Exercise brief → Rewrite everything from the record whose line contains "Where can the chopped" down to the end of the records, replacing "single point" with "one point" and leaving all else unchanged.

Materials provided →
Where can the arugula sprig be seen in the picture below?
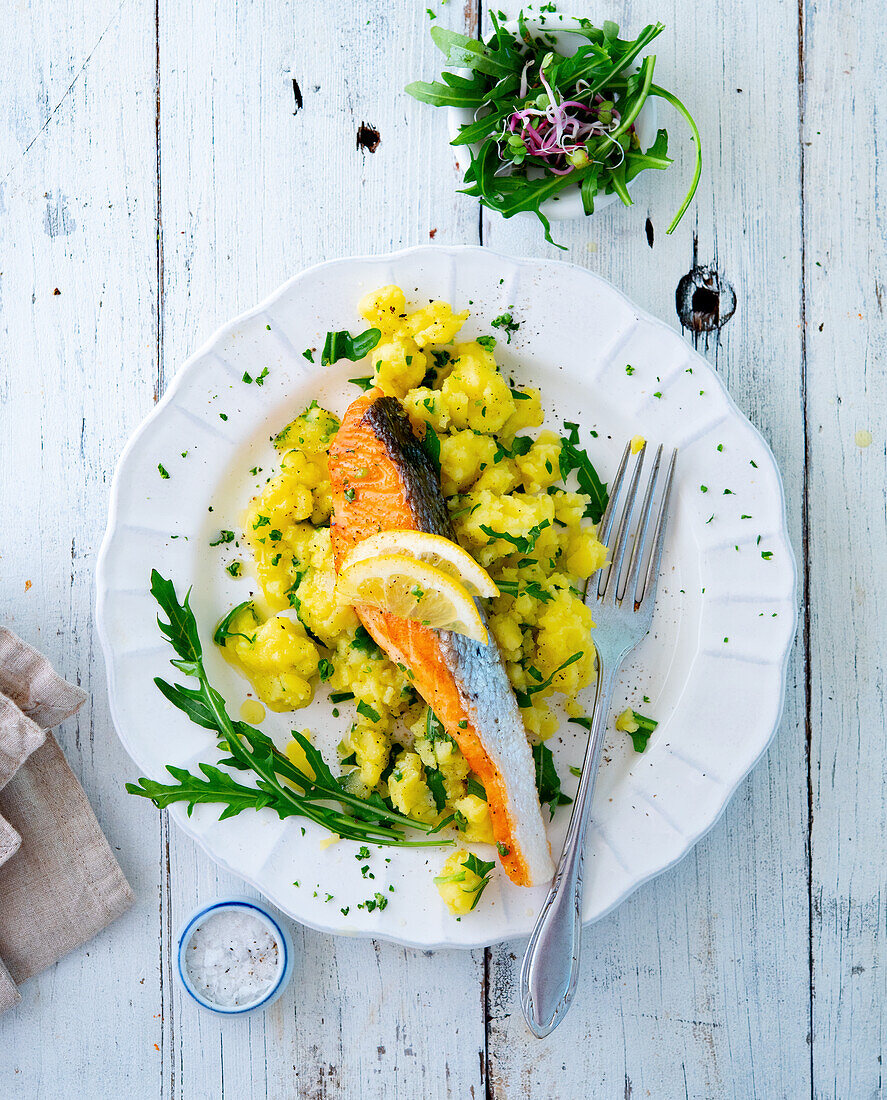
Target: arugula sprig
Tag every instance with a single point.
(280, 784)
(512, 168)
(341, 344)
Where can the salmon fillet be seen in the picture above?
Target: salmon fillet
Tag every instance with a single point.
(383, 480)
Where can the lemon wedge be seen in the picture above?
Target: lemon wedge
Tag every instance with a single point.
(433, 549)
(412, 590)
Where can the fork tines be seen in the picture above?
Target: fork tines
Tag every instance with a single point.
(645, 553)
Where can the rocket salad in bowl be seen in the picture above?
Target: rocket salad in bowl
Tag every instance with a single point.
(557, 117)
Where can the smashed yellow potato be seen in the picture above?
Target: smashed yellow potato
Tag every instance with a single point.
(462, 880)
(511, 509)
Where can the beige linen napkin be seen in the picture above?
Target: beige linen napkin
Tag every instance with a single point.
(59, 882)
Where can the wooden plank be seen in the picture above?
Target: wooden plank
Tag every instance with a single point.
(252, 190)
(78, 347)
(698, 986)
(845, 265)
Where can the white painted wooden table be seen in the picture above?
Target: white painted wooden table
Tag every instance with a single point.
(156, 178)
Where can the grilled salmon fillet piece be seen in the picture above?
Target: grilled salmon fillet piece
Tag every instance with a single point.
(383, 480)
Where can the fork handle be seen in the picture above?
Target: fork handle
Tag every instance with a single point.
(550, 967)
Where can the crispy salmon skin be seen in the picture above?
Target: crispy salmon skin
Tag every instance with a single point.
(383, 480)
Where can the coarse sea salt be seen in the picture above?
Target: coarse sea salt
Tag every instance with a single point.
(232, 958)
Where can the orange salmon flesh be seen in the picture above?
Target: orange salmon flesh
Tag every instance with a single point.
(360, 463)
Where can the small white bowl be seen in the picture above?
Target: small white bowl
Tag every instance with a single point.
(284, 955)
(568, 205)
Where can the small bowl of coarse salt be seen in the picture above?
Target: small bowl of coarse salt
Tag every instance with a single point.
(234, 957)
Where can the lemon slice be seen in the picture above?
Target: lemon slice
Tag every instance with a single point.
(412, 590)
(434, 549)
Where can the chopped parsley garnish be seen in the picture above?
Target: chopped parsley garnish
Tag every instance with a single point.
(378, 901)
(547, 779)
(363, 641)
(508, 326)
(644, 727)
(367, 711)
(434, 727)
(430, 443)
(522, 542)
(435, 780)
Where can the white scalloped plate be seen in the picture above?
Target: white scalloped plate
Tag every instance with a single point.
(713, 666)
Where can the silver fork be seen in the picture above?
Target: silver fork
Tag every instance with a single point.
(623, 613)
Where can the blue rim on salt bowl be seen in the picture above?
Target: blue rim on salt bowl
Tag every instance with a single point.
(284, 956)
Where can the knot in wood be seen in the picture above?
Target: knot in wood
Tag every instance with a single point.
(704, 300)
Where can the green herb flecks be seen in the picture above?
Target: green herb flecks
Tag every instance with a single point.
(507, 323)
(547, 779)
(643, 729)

Complete output →
Where can the chopped parsley garnish be seen in the picture above?
Target: chopped parsley garnish
Tag every instance with a one point.
(378, 901)
(547, 779)
(363, 641)
(508, 326)
(644, 727)
(367, 711)
(434, 727)
(430, 443)
(522, 542)
(435, 780)
Where can the white scalloped plate be seen in the picture above?
Target: white scalloped plate
Tag every instance with a one point.
(713, 666)
Where can the silver fork be seen in the picture above?
Target: silver fork
Tag every instance with a one point.
(623, 613)
Where can the blue rim on salt bowl be seen in the picture above?
Target: blue rim on salt bowl
Tag every instance with a one point.
(284, 956)
Where can the knot in wood be seen in the picture above?
Target: knot in wood
Tag every instance with a one point.
(704, 300)
Where can the green herb flecks be seen in the picture above?
Target: green herb flecks
Tag every instance with a one point.
(507, 323)
(547, 779)
(643, 729)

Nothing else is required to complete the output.